→ **WHAT YOU ARE ASKED TO DO**:
Please reproduce the data exactly, excluding any pictures it contains.

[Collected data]

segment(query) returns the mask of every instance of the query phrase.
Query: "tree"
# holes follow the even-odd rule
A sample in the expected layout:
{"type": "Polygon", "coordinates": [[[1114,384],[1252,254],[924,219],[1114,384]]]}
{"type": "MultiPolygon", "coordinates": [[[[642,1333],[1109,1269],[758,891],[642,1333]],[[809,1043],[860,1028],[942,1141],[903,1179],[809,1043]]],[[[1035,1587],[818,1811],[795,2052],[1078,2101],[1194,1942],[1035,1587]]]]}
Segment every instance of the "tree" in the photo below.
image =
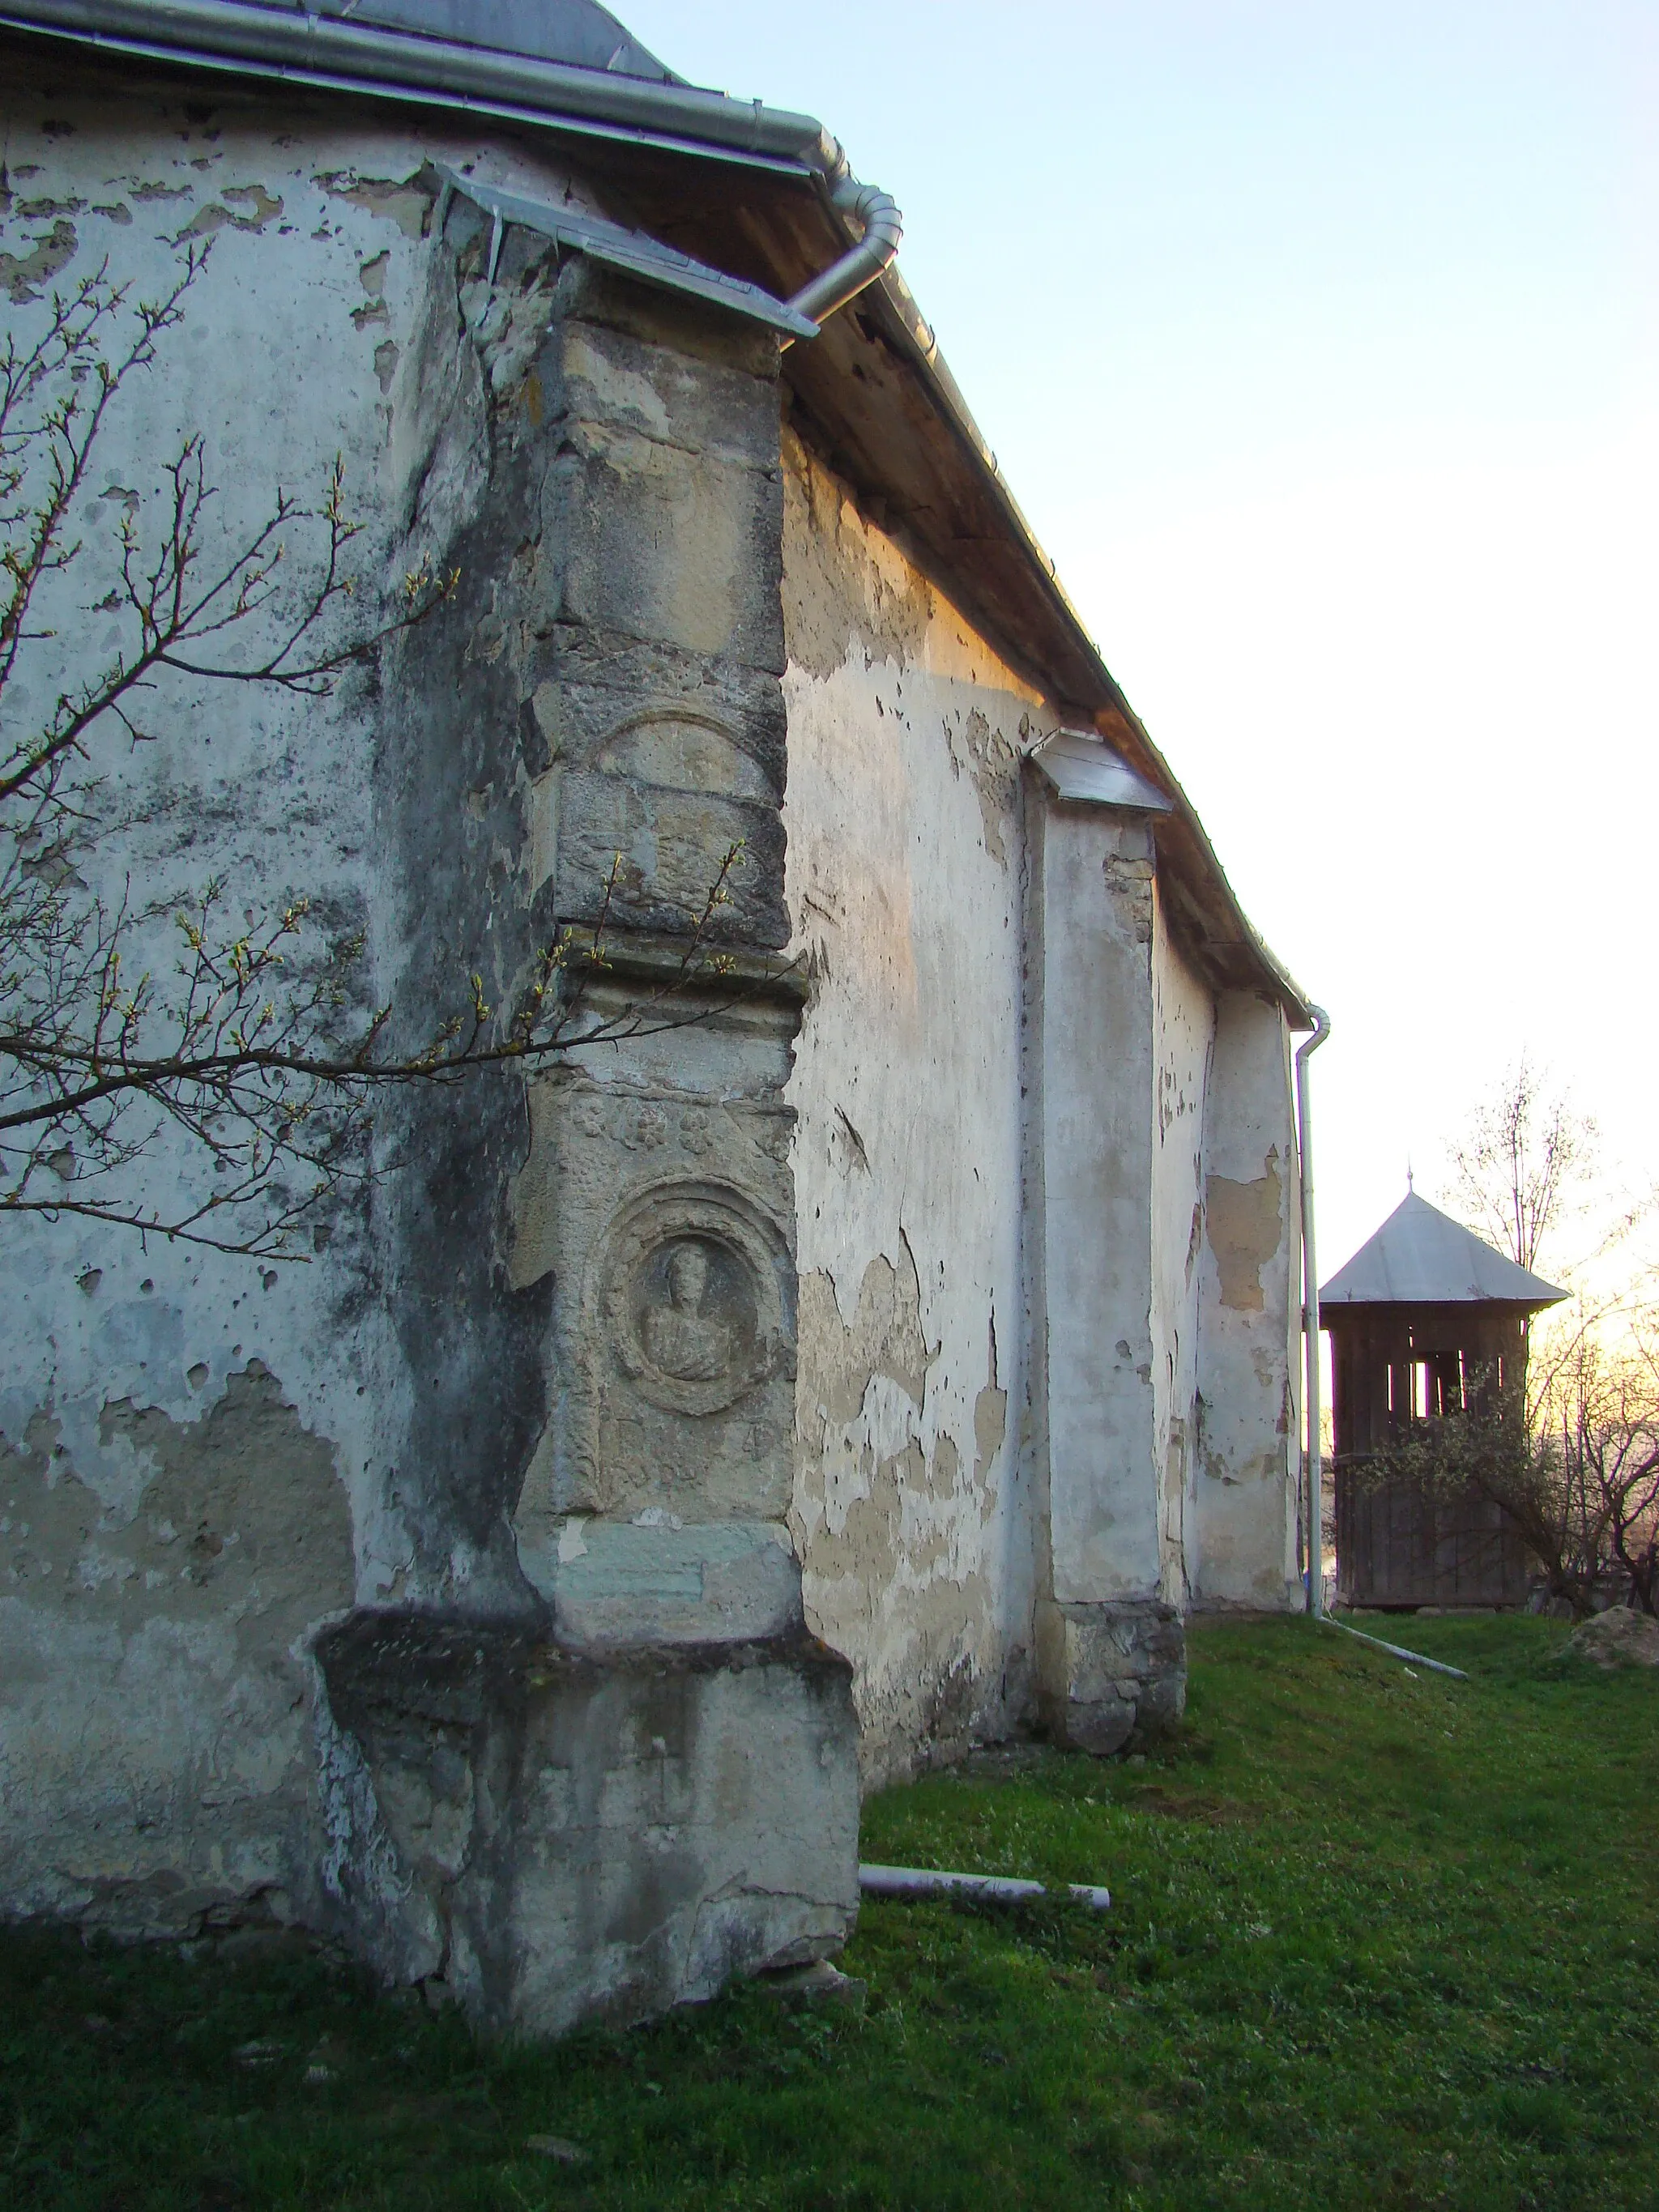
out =
{"type": "Polygon", "coordinates": [[[1595,1146],[1595,1122],[1551,1094],[1523,1054],[1452,1151],[1455,1200],[1530,1273],[1594,1173],[1595,1146]]]}
{"type": "Polygon", "coordinates": [[[620,860],[598,921],[543,947],[511,1005],[488,1004],[463,969],[453,1010],[413,1031],[368,1001],[362,938],[331,937],[304,896],[260,912],[222,880],[187,899],[111,888],[131,818],[114,748],[153,740],[158,715],[177,730],[210,713],[227,685],[325,696],[458,581],[422,562],[366,612],[380,595],[352,572],[361,526],[337,461],[315,505],[278,489],[250,530],[216,531],[192,437],[159,514],[136,498],[125,513],[118,580],[97,609],[123,642],[76,672],[72,513],[112,410],[155,367],[210,252],[192,244],[155,303],[106,264],[0,351],[0,1212],[298,1256],[301,1220],[369,1172],[377,1090],[706,1018],[706,988],[694,1002],[688,987],[731,974],[709,938],[742,848],[686,917],[678,968],[603,1020],[585,1011],[583,979],[605,963],[620,860]],[[20,728],[18,702],[42,695],[51,709],[20,728]],[[395,1054],[393,1033],[423,1042],[395,1054]],[[136,1193],[134,1171],[168,1130],[204,1172],[158,1201],[136,1193]]]}
{"type": "Polygon", "coordinates": [[[1542,1570],[1549,1598],[1575,1618],[1609,1588],[1659,1611],[1659,1338],[1609,1346],[1576,1332],[1547,1388],[1501,1390],[1475,1376],[1463,1410],[1416,1421],[1366,1471],[1452,1502],[1472,1492],[1500,1506],[1542,1570]]]}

→ **ANSWER SECTION**:
segment(query) returns the mask of every instance of the query phrase.
Query: "tree"
# holes follow the even-odd rule
A sample in the expected layout:
{"type": "Polygon", "coordinates": [[[1114,384],[1252,254],[924,219],[1114,384]]]}
{"type": "MultiPolygon", "coordinates": [[[[642,1333],[1109,1269],[758,891],[642,1333]],[[809,1043],[860,1028],[942,1141],[903,1179],[809,1043]]],[[[1035,1587],[818,1811],[795,2052],[1078,2101],[1194,1942],[1035,1587]]]]}
Segment every instance of the "tree" in the photo below.
image =
out =
{"type": "Polygon", "coordinates": [[[1595,1146],[1595,1122],[1551,1094],[1523,1054],[1452,1151],[1455,1200],[1530,1273],[1594,1173],[1595,1146]]]}
{"type": "Polygon", "coordinates": [[[620,860],[598,921],[543,947],[511,1005],[488,1004],[463,969],[453,1010],[413,1031],[368,1001],[362,938],[331,937],[304,896],[260,912],[222,880],[187,899],[111,888],[131,818],[114,748],[153,740],[158,715],[177,730],[210,713],[227,685],[325,696],[458,581],[422,562],[366,612],[380,595],[352,572],[361,526],[337,461],[315,505],[278,489],[250,530],[216,531],[192,437],[159,514],[136,498],[125,513],[118,580],[97,609],[123,642],[76,672],[72,513],[112,410],[155,367],[210,252],[192,244],[155,303],[106,264],[0,351],[0,1212],[298,1256],[301,1220],[369,1172],[377,1090],[706,1018],[706,988],[694,1002],[688,987],[731,974],[709,938],[742,848],[686,917],[678,968],[603,1020],[585,1011],[583,979],[605,963],[620,860]],[[20,728],[18,702],[42,695],[51,709],[20,728]],[[395,1054],[393,1033],[423,1042],[395,1054]],[[136,1193],[134,1171],[168,1130],[204,1172],[158,1201],[136,1193]]]}
{"type": "Polygon", "coordinates": [[[1542,1570],[1549,1598],[1575,1618],[1609,1588],[1659,1611],[1659,1338],[1609,1346],[1576,1332],[1547,1388],[1501,1390],[1475,1376],[1463,1410],[1416,1421],[1366,1471],[1452,1502],[1472,1492],[1500,1506],[1542,1570]]]}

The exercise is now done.